DIRECTIONS FOR THIS TASK: From the records below, count the lines containing the word "instance" and give only that number.

MATERIAL PROVIDED:

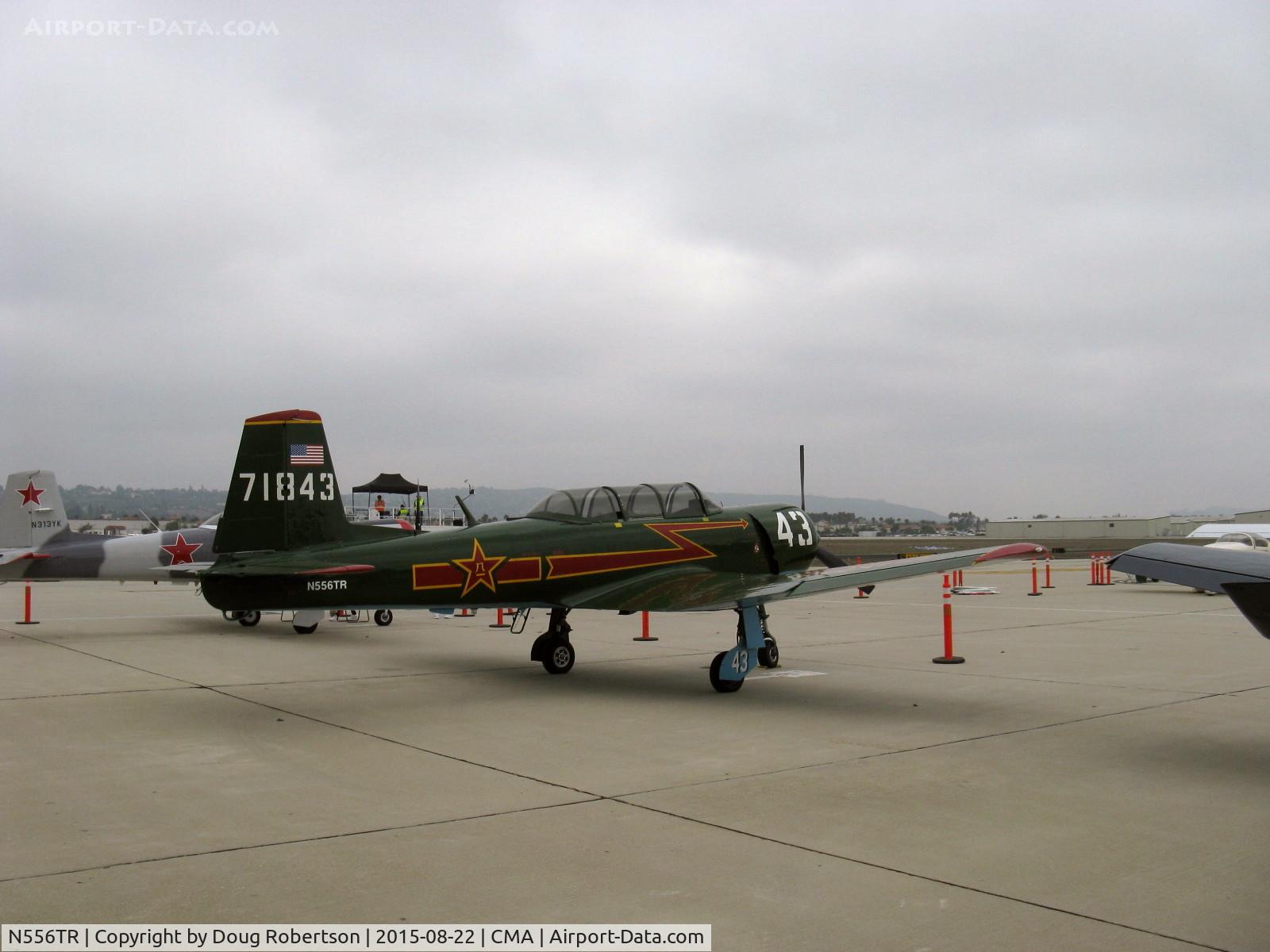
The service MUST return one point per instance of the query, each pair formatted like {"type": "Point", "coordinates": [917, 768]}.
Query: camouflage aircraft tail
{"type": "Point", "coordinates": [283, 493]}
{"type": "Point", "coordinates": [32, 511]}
--
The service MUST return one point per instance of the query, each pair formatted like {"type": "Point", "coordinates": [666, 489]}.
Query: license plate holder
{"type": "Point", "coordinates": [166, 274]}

RESULT: 2